» **Task goal**:
Please copy the material under this line exactly, keeping every line.

» **Data to process**:
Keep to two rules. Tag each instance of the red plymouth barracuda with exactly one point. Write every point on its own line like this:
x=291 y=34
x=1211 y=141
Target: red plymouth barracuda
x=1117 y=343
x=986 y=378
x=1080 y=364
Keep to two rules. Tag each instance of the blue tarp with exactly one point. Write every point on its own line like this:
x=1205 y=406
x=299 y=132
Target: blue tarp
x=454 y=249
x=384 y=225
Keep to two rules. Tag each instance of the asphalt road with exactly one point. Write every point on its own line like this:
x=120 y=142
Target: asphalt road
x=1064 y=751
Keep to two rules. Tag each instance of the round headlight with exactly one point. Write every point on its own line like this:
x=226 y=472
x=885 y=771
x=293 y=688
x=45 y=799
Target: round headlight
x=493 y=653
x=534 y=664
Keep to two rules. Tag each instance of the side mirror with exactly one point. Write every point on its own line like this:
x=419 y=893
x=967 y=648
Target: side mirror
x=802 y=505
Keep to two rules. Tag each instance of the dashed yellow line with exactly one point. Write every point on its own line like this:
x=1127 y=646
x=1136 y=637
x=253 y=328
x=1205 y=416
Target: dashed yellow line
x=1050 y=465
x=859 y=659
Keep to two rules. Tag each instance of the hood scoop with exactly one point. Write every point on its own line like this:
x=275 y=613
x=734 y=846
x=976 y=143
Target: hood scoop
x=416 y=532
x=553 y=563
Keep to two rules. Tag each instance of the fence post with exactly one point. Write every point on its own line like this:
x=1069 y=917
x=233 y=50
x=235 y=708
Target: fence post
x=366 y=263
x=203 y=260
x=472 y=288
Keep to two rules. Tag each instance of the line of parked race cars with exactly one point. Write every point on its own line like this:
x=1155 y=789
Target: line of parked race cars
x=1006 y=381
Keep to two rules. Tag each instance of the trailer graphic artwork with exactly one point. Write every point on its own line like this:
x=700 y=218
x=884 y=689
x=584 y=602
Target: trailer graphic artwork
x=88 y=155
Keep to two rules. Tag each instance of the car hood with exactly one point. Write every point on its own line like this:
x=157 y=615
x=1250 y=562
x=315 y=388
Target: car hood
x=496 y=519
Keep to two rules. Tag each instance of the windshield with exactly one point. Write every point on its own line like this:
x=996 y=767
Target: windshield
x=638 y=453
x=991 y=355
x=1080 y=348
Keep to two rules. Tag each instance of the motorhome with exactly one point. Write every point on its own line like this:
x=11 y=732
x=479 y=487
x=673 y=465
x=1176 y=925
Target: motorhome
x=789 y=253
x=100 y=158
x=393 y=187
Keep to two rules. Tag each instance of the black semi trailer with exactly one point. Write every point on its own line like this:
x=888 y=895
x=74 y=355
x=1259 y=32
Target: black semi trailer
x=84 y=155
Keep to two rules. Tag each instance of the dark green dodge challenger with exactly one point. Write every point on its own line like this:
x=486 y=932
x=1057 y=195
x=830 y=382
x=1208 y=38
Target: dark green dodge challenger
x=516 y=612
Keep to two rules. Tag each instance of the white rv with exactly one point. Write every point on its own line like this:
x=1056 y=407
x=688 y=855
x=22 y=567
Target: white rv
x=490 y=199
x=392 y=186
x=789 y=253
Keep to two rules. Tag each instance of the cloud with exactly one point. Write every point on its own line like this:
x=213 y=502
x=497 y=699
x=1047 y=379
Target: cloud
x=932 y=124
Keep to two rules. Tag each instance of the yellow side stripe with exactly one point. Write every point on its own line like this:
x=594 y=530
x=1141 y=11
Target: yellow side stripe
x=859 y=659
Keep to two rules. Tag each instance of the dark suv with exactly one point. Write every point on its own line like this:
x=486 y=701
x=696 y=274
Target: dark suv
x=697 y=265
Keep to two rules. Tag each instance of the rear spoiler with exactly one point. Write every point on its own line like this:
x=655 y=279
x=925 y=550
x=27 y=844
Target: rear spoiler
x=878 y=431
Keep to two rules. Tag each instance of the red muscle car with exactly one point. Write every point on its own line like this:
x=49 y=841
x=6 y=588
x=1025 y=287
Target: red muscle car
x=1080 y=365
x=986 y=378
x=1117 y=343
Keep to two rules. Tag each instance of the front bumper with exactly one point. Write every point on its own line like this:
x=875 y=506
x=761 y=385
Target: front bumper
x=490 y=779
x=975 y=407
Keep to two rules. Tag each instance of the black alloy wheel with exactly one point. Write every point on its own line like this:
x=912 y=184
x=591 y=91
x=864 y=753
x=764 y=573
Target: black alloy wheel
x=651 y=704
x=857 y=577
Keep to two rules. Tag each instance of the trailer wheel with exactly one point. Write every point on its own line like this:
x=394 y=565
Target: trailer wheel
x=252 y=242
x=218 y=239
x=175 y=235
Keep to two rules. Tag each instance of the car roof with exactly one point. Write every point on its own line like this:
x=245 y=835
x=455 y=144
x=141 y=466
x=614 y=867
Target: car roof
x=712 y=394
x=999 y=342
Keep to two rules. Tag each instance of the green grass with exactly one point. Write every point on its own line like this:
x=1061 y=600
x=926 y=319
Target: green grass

» **Exercise answer**:
Keep to two rules. Tag each instance of the red plymouth barracuda with exactly one point. Write every point on its own line like this:
x=291 y=34
x=1211 y=141
Target: red plymouth barracuda
x=1117 y=343
x=986 y=378
x=1080 y=364
Keep to two rules. Tag each instance of the blue tarp with exactly one point. Write every point on its own line like this:
x=1205 y=406
x=299 y=132
Target: blue tarp
x=454 y=249
x=384 y=225
Keep to two rules. Tag each instance of the asphalt road with exactly one point. Write every point on its own line like this:
x=120 y=142
Target: asphalt road
x=1064 y=751
Keep to two rules. Tag each instance of the round headlight with exactly one point. Write every point on its own line like this:
x=226 y=472
x=885 y=771
x=293 y=688
x=45 y=799
Target: round headlight
x=493 y=653
x=534 y=664
Keep to two rules. Tag each instance of the side mirror with exactly one point. Write every point on its own line like this:
x=419 y=893
x=967 y=648
Target: side mirror
x=802 y=505
Keep to two rules. Tag each instance of the dashed yellow line with exactly one point. Write every point on its own line like this:
x=1127 y=646
x=1136 y=637
x=253 y=328
x=1205 y=416
Target: dashed yellow line
x=1050 y=465
x=859 y=659
Keep to two rules. Tag each instance of the hood scoop with exactly one point. Write every point on its own line like this:
x=275 y=613
x=734 y=846
x=976 y=143
Target: hood scoop
x=416 y=532
x=553 y=563
Keep to two rules. Tag each instance of the fence post with exactly one point. Write every point on its own line like this:
x=1069 y=917
x=233 y=50
x=235 y=708
Target: fence post
x=366 y=263
x=203 y=260
x=472 y=288
Keep to two rules. Tag each instance of the line of parked race cars with exactly one point. Write every point on its own line like this:
x=1155 y=789
Target: line of parked race cars
x=1006 y=381
Keep to two rules. Tag each instance of the trailer graphic artwork with exactly one point. Write every point on its own line like this:
x=700 y=218
x=884 y=689
x=584 y=602
Target: trailer graphic artwork
x=88 y=155
Keep to two rules. Tag each instance of the car hood with exactly one point. Write every point on its own line like this:
x=157 y=615
x=1250 y=562
x=315 y=388
Target: car hood
x=496 y=519
Keep to two rules. Tag each instance of the windshield with exactly one point. Write every point on its own line like this:
x=996 y=767
Target: windshield
x=638 y=453
x=991 y=355
x=1080 y=348
Keep to two rules. Tag each instance of the motorhome with exactly one point. Write every point on its own line like this:
x=11 y=732
x=479 y=487
x=673 y=465
x=1176 y=925
Target: motorhome
x=789 y=253
x=100 y=158
x=393 y=187
Keep to two rules. Tag each instance of the black semi trailer with exactly one point. Write every point on its own line like this:
x=888 y=895
x=74 y=355
x=1259 y=32
Target: black semi trailer
x=84 y=155
Keep to two rules. Tag each instance of the dark green dodge challenger with exactly one point. Write every point on its own line like this:
x=486 y=932
x=1057 y=195
x=830 y=382
x=1208 y=38
Target: dark green dodge challenger
x=516 y=612
Keep to two rules. Tag each instance of the white rv with exactly one point. Write every point on its own line like this:
x=1056 y=407
x=688 y=855
x=22 y=567
Target: white rv
x=490 y=199
x=392 y=186
x=789 y=253
Keep to two rules. Tag each instance of the cloud with exactly one point. Write every point on its own line like this:
x=213 y=502
x=497 y=699
x=1047 y=379
Target: cloud
x=932 y=124
Keep to two rules. Tag each instance of the yellow side stripe with exactly one point. Write every point on its own line like this:
x=594 y=530
x=1141 y=11
Target: yellow side stripe
x=859 y=659
Keep to two rules. Tag each instance of the dark suv with exactly one point. Write every point on its own line like this:
x=486 y=701
x=696 y=274
Target: dark suv
x=697 y=265
Keep to two rules. Tag each instance of the rear spoiler with exactly one point. Write every point on its own line like this:
x=655 y=279
x=925 y=550
x=27 y=844
Target: rear spoiler
x=878 y=431
Keep to two rules. Tag each instance of the red muscle car with exactly one point. Write every point on its own line like this:
x=49 y=841
x=6 y=588
x=1025 y=287
Target: red muscle car
x=1080 y=365
x=986 y=378
x=1117 y=343
Keep to two rules. Tag each instance of the front bumper with exactly one point. Write every point on its own line like this:
x=875 y=506
x=761 y=385
Target: front bumper
x=490 y=779
x=975 y=407
Keep to two rules. Tag each instance of the black alloy wheel with exactly one point. Write every point on its own line like this:
x=912 y=184
x=591 y=91
x=864 y=753
x=764 y=573
Target: black alloy wheel
x=651 y=704
x=857 y=577
Keep to two rules. Tag each instance of the trailer wheel with exactly one point. Write every point on its own line like this:
x=394 y=565
Target: trailer wheel
x=252 y=242
x=218 y=239
x=175 y=235
Keep to two rules. Tag each instance of the car roof with exactly one point. Write every point on its own line like this:
x=245 y=835
x=455 y=144
x=141 y=466
x=614 y=867
Target: car roof
x=712 y=394
x=999 y=342
Keep to two rules. Tag each instance of the green grass with exactly one point. Write every point on its own line like this:
x=1061 y=600
x=926 y=319
Target: green grass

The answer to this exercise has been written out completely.